* [SUPPLIED ENTRIES]:
***

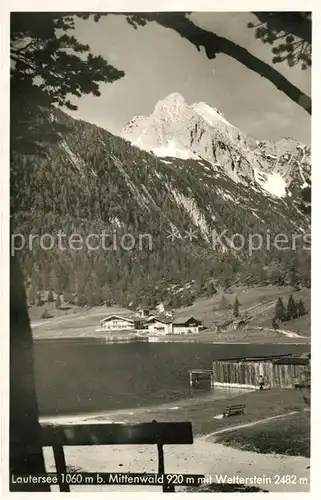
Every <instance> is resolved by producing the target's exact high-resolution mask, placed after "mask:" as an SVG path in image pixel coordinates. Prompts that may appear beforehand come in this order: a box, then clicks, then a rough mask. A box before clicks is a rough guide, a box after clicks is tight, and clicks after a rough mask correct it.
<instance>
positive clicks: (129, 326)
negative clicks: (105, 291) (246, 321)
mask: <svg viewBox="0 0 321 500" xmlns="http://www.w3.org/2000/svg"><path fill="white" fill-rule="evenodd" d="M99 329H100V330H103V331H117V330H121V331H122V330H135V320H134V319H133V318H130V317H126V316H119V315H117V314H111V315H110V316H107V317H106V318H104V319H102V320H101V322H100V328H99Z"/></svg>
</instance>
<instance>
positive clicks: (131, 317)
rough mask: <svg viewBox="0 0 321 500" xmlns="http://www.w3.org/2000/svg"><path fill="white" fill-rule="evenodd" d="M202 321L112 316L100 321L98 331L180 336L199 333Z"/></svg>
mask: <svg viewBox="0 0 321 500" xmlns="http://www.w3.org/2000/svg"><path fill="white" fill-rule="evenodd" d="M201 327H202V323H201V321H199V320H197V319H195V318H194V317H192V316H180V317H177V318H174V319H172V318H170V317H168V316H166V315H163V316H150V317H148V318H142V317H137V316H136V317H133V316H126V315H118V314H111V315H109V316H106V318H104V319H102V320H101V321H100V326H99V328H98V329H97V331H104V332H112V331H133V332H134V331H142V330H146V331H147V332H148V333H151V334H154V335H156V334H158V335H179V334H195V333H199V331H200V328H201Z"/></svg>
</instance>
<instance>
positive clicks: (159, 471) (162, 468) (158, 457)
mask: <svg viewBox="0 0 321 500" xmlns="http://www.w3.org/2000/svg"><path fill="white" fill-rule="evenodd" d="M157 452H158V474H165V467H164V450H163V445H162V444H160V443H158V444H157ZM174 492H175V486H174V485H173V484H168V483H167V481H166V480H165V478H164V483H163V493H174Z"/></svg>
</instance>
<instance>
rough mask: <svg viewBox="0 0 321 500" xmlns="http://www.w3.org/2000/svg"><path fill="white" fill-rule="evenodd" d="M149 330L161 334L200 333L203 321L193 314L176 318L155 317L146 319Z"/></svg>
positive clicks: (182, 333) (165, 334) (184, 333)
mask: <svg viewBox="0 0 321 500" xmlns="http://www.w3.org/2000/svg"><path fill="white" fill-rule="evenodd" d="M146 324H147V328H148V331H149V332H151V333H159V334H160V335H171V334H173V335H179V334H193V333H199V330H200V327H201V322H200V321H198V320H197V319H195V318H193V317H192V316H180V317H177V318H174V319H170V318H166V317H163V318H160V317H154V318H150V319H148V320H147V321H146Z"/></svg>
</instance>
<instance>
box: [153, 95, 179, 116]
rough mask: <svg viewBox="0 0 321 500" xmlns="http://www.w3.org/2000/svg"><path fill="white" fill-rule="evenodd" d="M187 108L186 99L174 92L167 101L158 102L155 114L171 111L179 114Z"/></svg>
mask: <svg viewBox="0 0 321 500" xmlns="http://www.w3.org/2000/svg"><path fill="white" fill-rule="evenodd" d="M186 106H187V104H186V102H185V99H184V97H183V96H182V95H181V94H179V93H178V92H173V93H172V94H169V95H168V96H167V97H165V99H162V100H160V101H158V102H157V104H156V106H155V109H154V112H155V113H158V112H164V111H170V112H176V113H177V112H179V111H180V110H182V109H183V108H185V107H186Z"/></svg>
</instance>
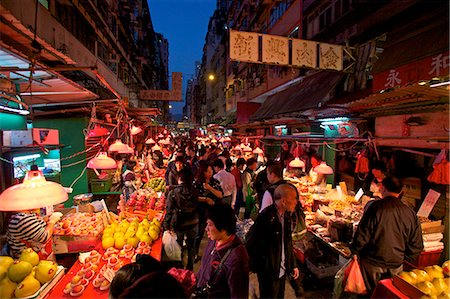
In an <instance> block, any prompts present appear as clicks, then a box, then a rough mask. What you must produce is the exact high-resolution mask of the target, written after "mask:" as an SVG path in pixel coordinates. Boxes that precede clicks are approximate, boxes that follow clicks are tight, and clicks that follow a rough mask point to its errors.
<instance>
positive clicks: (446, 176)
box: [428, 159, 450, 185]
mask: <svg viewBox="0 0 450 299" xmlns="http://www.w3.org/2000/svg"><path fill="white" fill-rule="evenodd" d="M433 168H434V170H433V172H432V173H431V174H430V175H429V176H428V180H429V181H430V182H432V183H436V184H442V185H450V163H449V162H448V161H447V160H446V159H443V160H442V161H441V163H439V164H435V165H433Z"/></svg>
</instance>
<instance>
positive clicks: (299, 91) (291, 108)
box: [250, 71, 344, 121]
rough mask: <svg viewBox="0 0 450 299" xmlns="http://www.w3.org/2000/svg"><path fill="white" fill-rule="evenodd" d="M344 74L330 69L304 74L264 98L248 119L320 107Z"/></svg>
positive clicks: (256, 119)
mask: <svg viewBox="0 0 450 299" xmlns="http://www.w3.org/2000/svg"><path fill="white" fill-rule="evenodd" d="M343 76H344V74H343V73H340V72H332V71H319V72H317V73H315V74H312V75H309V76H306V77H305V78H303V79H302V80H300V81H298V82H296V83H295V84H293V85H292V86H290V87H289V88H287V89H285V90H283V91H280V92H279V93H276V94H274V95H272V96H270V97H268V98H267V99H266V101H265V102H264V104H262V105H261V107H260V108H259V109H258V110H257V111H256V112H255V114H253V115H252V116H251V117H250V120H253V121H255V120H263V119H271V118H279V117H283V116H293V115H292V114H293V113H297V114H301V113H299V112H302V111H305V110H308V109H312V108H317V107H321V106H322V105H323V104H324V103H325V102H327V101H328V100H329V99H330V92H331V91H332V90H333V89H334V88H335V86H336V85H337V84H338V83H339V81H340V80H341V79H342V78H343Z"/></svg>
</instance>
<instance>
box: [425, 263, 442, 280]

***

* [WORK INSTRUCTIONS]:
All of the records need to be restated word for word, but not the pictures.

* [SOLUTION TO THE EXERCISE]:
Every <instance> is resolved by producing the target's exact high-resolution mask, placed after "mask:" as an SVG path in image pixel coordinates. Prompts that may appear beforehand come in this order: a box, then clicks, then a rough mask. A box before clicks is a rough guide, a box after clicks is tight, and clicks after a rough mask correct it.
<instance>
positive clicks: (129, 326)
negative clicks: (105, 291) (246, 321)
mask: <svg viewBox="0 0 321 500" xmlns="http://www.w3.org/2000/svg"><path fill="white" fill-rule="evenodd" d="M99 329H100V330H103V331H117V330H121V331H122V330H135V320H134V319H133V318H130V317H126V316H119V315H117V314H111V315H110V316H107V317H106V318H104V319H102V320H101V322H100V328H99Z"/></svg>
</instance>
<instance>
positive clicks: (131, 317)
rough mask: <svg viewBox="0 0 321 500" xmlns="http://www.w3.org/2000/svg"><path fill="white" fill-rule="evenodd" d="M202 321L112 316L100 321L98 331L180 336L199 333Z"/></svg>
mask: <svg viewBox="0 0 321 500" xmlns="http://www.w3.org/2000/svg"><path fill="white" fill-rule="evenodd" d="M201 327H202V323H201V321H199V320H197V319H195V318H194V317H192V316H180V317H177V318H174V319H172V318H170V317H168V316H166V315H163V316H150V317H148V318H142V317H137V316H136V317H133V316H126V315H118V314H111V315H109V316H106V318H104V319H102V320H101V321H100V326H99V328H98V329H97V331H104V332H112V331H133V332H134V331H142V330H146V331H147V332H148V333H151V334H154V335H156V334H158V335H179V334H195V333H199V331H200V328H201Z"/></svg>
</instance>
<instance>
positive clicks: (159, 471) (162, 468) (158, 457)
mask: <svg viewBox="0 0 321 500" xmlns="http://www.w3.org/2000/svg"><path fill="white" fill-rule="evenodd" d="M157 452H158V474H165V467H164V450H163V445H162V444H160V443H158V444H157ZM174 492H175V486H174V485H173V484H168V483H167V481H166V480H165V478H164V483H163V493H174Z"/></svg>
</instance>
<instance>
rough mask: <svg viewBox="0 0 321 500" xmlns="http://www.w3.org/2000/svg"><path fill="white" fill-rule="evenodd" d="M149 330L161 334L200 333L203 321L193 314L176 318L155 317L146 319Z"/></svg>
positive clicks: (182, 333) (165, 334) (184, 333)
mask: <svg viewBox="0 0 321 500" xmlns="http://www.w3.org/2000/svg"><path fill="white" fill-rule="evenodd" d="M146 324H147V328H148V331H149V332H151V333H159V334H160V335H171V334H173V335H179V334H193V333H199V330H200V327H201V322H200V321H198V320H197V319H195V318H193V317H192V316H180V317H177V318H174V319H170V318H166V317H163V318H160V317H154V318H150V319H148V320H147V321H146Z"/></svg>
</instance>
<instance>
box: [153, 95, 179, 116]
rough mask: <svg viewBox="0 0 321 500" xmlns="http://www.w3.org/2000/svg"><path fill="white" fill-rule="evenodd" d="M187 108L186 99L174 92L167 101L158 102L155 114L171 111L179 114Z"/></svg>
mask: <svg viewBox="0 0 321 500" xmlns="http://www.w3.org/2000/svg"><path fill="white" fill-rule="evenodd" d="M186 106H187V104H186V102H185V99H184V97H183V96H182V95H181V94H179V93H178V92H173V93H172V94H169V95H168V96H167V97H165V99H162V100H160V101H158V102H157V104H156V106H155V109H154V112H155V113H158V112H164V111H170V112H176V113H177V112H179V111H180V110H182V109H183V108H185V107H186Z"/></svg>
</instance>
In an <instance> block, any prompts present appear as clicks, then a box, then a rough mask. What you must produce is the exact high-resolution mask of the target, written after "mask:" as an SVG path in pixel coordinates. Boxes that precede clicks are approximate, boxes that follow clicks are tight, and clicks that follow a rough mask point to its errors.
<instance>
positive clicks: (446, 176)
box: [428, 159, 450, 185]
mask: <svg viewBox="0 0 450 299" xmlns="http://www.w3.org/2000/svg"><path fill="white" fill-rule="evenodd" d="M433 168H434V170H433V172H432V173H431V174H430V175H429V176H428V180H429V181H430V182H432V183H436V184H442V185H450V163H449V162H448V161H447V160H446V159H443V160H442V161H441V163H439V164H435V165H433Z"/></svg>
</instance>
<instance>
positive clicks: (299, 91) (291, 108)
box: [250, 71, 344, 121]
rough mask: <svg viewBox="0 0 450 299" xmlns="http://www.w3.org/2000/svg"><path fill="white" fill-rule="evenodd" d="M344 74L330 69L304 74L264 98L248 119L320 107Z"/></svg>
positive clicks: (256, 119)
mask: <svg viewBox="0 0 450 299" xmlns="http://www.w3.org/2000/svg"><path fill="white" fill-rule="evenodd" d="M343 76H344V74H343V73H340V72H332V71H319V72H317V73H315V74H312V75H309V76H306V77H305V78H303V79H302V80H300V81H298V82H296V83H295V84H293V85H292V86H290V87H289V88H287V89H285V90H283V91H280V92H279V93H276V94H274V95H272V96H270V97H268V98H267V99H266V101H265V102H264V104H262V105H261V107H260V108H259V109H258V110H257V111H256V112H255V114H253V115H252V116H251V117H250V120H253V121H255V120H263V119H271V118H279V117H283V116H293V115H292V114H293V113H297V114H301V113H299V112H302V111H305V110H308V109H312V108H317V107H321V106H322V105H323V104H324V103H325V102H327V101H328V100H329V99H330V92H331V91H332V90H333V89H334V88H335V86H336V85H337V84H338V83H339V81H340V80H341V79H342V78H343Z"/></svg>
</instance>
<instance>
box: [425, 263, 442, 280]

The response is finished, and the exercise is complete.